*Directions*
Every line below that contains "hair" is to be copied.

BEGIN Records provided

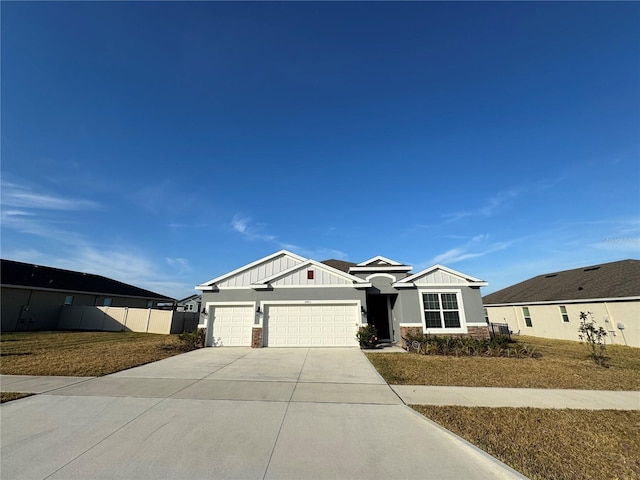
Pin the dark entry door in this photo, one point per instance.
(378, 315)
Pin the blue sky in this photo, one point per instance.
(163, 144)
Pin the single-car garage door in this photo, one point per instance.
(232, 325)
(315, 325)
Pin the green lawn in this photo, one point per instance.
(81, 353)
(550, 444)
(564, 364)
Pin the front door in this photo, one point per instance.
(378, 315)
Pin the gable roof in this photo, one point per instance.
(195, 296)
(341, 265)
(355, 281)
(211, 283)
(379, 260)
(18, 274)
(466, 279)
(607, 280)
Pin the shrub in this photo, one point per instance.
(367, 336)
(468, 346)
(192, 340)
(593, 338)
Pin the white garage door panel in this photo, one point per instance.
(232, 325)
(333, 325)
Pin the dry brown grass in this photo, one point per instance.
(82, 354)
(543, 443)
(564, 364)
(8, 396)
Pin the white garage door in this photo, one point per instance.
(232, 325)
(321, 325)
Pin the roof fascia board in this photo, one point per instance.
(251, 265)
(382, 268)
(378, 258)
(561, 302)
(451, 271)
(309, 262)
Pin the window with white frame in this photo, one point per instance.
(441, 310)
(563, 312)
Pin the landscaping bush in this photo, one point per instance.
(192, 340)
(367, 336)
(468, 346)
(593, 337)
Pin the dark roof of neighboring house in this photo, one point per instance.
(339, 264)
(38, 276)
(196, 296)
(607, 280)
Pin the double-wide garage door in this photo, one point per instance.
(287, 325)
(315, 325)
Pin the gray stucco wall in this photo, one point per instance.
(411, 303)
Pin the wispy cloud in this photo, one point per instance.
(250, 230)
(254, 231)
(21, 196)
(180, 264)
(491, 206)
(477, 246)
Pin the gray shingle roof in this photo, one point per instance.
(607, 280)
(339, 264)
(38, 276)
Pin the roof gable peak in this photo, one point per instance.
(379, 260)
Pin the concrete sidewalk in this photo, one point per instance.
(286, 413)
(307, 391)
(518, 397)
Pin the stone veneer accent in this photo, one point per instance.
(475, 332)
(256, 337)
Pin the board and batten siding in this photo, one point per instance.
(320, 277)
(258, 272)
(438, 277)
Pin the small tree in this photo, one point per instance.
(593, 337)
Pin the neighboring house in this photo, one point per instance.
(549, 305)
(33, 295)
(189, 304)
(286, 300)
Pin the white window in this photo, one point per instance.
(441, 310)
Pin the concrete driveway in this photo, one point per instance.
(234, 413)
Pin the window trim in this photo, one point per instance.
(461, 313)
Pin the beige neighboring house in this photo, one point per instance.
(189, 304)
(549, 305)
(33, 296)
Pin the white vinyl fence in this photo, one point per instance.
(115, 319)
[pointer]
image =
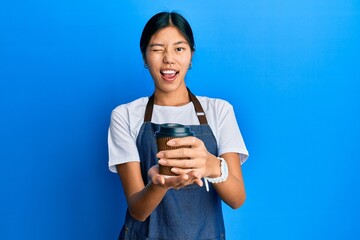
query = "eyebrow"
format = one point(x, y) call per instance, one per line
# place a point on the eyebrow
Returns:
point(162, 45)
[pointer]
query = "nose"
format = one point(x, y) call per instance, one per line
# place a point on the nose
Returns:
point(169, 58)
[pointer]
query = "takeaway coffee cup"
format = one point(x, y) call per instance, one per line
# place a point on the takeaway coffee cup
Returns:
point(166, 132)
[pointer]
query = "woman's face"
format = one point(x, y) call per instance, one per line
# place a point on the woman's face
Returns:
point(168, 56)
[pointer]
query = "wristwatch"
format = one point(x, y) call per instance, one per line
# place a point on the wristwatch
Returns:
point(224, 172)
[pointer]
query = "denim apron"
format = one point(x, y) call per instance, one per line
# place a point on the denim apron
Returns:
point(188, 213)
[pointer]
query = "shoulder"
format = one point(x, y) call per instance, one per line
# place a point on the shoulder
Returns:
point(214, 104)
point(132, 107)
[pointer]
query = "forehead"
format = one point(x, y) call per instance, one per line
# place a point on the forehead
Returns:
point(169, 34)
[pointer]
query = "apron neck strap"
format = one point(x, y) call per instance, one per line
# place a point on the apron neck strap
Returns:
point(198, 108)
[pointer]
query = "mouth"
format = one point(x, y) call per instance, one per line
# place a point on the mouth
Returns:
point(169, 74)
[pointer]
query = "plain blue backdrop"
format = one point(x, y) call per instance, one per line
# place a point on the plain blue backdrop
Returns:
point(290, 69)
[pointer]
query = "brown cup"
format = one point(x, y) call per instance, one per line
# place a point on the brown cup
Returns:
point(166, 132)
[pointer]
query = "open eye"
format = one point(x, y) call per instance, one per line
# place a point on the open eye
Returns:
point(158, 50)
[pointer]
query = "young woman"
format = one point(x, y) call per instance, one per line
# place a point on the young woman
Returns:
point(178, 207)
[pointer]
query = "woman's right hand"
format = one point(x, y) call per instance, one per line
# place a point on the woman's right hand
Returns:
point(174, 182)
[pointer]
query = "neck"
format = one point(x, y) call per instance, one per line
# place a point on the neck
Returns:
point(175, 98)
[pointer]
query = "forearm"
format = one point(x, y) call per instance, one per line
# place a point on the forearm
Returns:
point(143, 203)
point(232, 190)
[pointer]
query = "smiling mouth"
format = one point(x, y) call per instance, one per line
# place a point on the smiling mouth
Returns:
point(169, 74)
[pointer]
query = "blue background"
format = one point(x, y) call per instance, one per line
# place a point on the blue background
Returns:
point(290, 69)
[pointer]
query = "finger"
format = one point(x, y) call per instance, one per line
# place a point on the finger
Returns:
point(179, 153)
point(181, 164)
point(185, 141)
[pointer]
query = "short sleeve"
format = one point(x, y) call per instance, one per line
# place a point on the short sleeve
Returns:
point(121, 142)
point(230, 138)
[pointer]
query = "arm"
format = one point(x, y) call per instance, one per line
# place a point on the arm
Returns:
point(141, 199)
point(232, 191)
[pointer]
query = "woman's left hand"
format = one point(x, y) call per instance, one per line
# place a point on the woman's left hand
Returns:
point(191, 158)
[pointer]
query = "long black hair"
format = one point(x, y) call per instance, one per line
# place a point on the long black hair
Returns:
point(162, 20)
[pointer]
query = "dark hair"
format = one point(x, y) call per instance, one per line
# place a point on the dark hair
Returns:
point(162, 20)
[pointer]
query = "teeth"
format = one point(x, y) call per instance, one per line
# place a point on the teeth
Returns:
point(168, 71)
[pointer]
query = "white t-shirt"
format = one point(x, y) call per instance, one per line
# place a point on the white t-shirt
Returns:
point(126, 120)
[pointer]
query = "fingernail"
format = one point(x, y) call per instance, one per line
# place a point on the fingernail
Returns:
point(162, 162)
point(171, 143)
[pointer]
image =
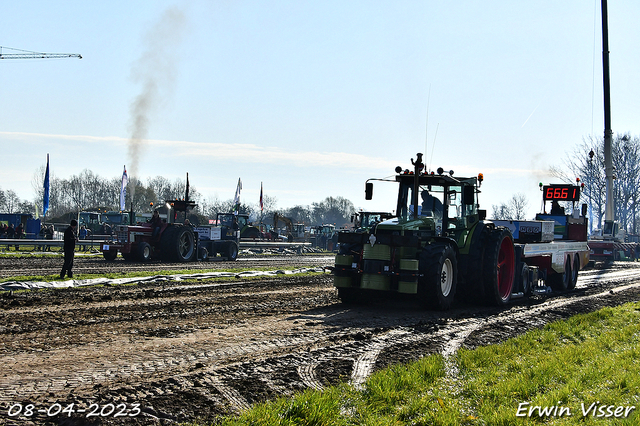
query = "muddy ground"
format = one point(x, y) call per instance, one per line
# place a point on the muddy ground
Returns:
point(160, 353)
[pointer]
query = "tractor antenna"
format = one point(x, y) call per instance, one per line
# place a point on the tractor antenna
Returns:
point(434, 144)
point(426, 132)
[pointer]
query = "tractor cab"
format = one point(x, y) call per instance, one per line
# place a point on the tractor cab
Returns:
point(435, 203)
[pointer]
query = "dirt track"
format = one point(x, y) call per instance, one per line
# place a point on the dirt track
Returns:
point(181, 351)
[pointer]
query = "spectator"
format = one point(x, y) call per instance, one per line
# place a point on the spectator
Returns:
point(156, 222)
point(69, 249)
point(19, 233)
point(83, 233)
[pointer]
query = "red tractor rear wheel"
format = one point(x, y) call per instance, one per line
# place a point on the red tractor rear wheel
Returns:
point(498, 272)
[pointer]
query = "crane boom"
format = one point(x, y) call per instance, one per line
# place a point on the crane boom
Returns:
point(26, 54)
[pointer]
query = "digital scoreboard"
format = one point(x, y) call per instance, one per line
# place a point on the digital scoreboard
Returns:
point(561, 193)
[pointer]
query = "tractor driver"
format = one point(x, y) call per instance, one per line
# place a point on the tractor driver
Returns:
point(156, 222)
point(431, 206)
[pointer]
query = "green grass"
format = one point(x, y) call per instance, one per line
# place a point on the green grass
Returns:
point(56, 277)
point(590, 358)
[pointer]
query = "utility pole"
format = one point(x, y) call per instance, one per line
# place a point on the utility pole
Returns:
point(609, 213)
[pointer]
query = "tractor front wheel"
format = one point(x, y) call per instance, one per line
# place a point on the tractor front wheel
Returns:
point(110, 255)
point(439, 268)
point(561, 281)
point(144, 252)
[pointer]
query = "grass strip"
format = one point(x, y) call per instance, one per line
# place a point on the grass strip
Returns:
point(136, 274)
point(581, 371)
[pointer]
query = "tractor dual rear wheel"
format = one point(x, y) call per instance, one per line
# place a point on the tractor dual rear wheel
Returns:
point(499, 265)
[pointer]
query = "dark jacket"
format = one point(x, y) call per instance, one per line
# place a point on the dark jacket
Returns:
point(69, 240)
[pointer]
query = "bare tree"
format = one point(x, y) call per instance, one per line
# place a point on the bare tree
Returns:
point(336, 210)
point(514, 209)
point(587, 163)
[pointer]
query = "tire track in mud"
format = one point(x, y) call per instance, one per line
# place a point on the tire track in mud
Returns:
point(270, 351)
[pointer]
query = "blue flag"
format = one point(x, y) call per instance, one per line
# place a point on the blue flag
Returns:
point(45, 203)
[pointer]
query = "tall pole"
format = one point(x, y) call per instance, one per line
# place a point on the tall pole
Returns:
point(609, 213)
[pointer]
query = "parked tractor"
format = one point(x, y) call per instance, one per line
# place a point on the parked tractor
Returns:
point(175, 242)
point(439, 245)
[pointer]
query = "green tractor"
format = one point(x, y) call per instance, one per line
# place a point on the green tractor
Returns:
point(437, 246)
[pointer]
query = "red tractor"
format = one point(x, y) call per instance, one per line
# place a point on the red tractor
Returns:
point(171, 242)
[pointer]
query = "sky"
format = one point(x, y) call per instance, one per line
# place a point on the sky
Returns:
point(311, 98)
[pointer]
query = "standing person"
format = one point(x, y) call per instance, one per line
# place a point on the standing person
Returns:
point(69, 248)
point(19, 233)
point(83, 233)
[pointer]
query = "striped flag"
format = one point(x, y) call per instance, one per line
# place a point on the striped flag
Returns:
point(236, 199)
point(261, 205)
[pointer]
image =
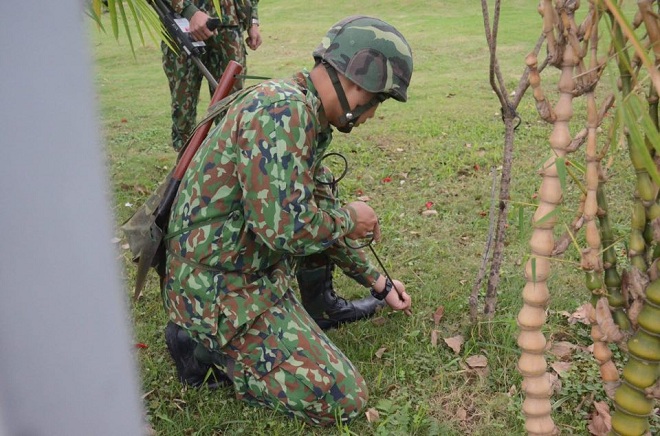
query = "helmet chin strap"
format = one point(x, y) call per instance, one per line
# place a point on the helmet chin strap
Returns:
point(347, 120)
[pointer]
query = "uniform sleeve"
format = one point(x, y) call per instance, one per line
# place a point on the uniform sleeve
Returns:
point(255, 9)
point(353, 262)
point(275, 159)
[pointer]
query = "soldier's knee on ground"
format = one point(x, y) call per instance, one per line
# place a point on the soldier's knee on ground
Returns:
point(342, 402)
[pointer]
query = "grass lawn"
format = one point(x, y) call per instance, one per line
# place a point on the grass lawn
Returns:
point(438, 148)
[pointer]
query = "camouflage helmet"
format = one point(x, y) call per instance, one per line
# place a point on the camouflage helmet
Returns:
point(370, 53)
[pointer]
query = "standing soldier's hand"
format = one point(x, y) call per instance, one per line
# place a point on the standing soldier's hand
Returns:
point(398, 298)
point(254, 37)
point(198, 28)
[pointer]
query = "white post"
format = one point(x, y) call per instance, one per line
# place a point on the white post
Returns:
point(66, 363)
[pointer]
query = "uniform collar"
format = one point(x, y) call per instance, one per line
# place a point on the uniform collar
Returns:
point(304, 80)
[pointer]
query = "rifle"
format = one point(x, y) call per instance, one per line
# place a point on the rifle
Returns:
point(176, 27)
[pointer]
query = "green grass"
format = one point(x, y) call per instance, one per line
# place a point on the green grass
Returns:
point(439, 148)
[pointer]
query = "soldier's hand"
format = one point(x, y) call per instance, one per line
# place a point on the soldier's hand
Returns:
point(366, 222)
point(398, 298)
point(254, 37)
point(198, 28)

END Records provided

*Task output*
query = "long black hair"
# place a point on the long black hair
query = "dark hair"
# place a point on the dark hair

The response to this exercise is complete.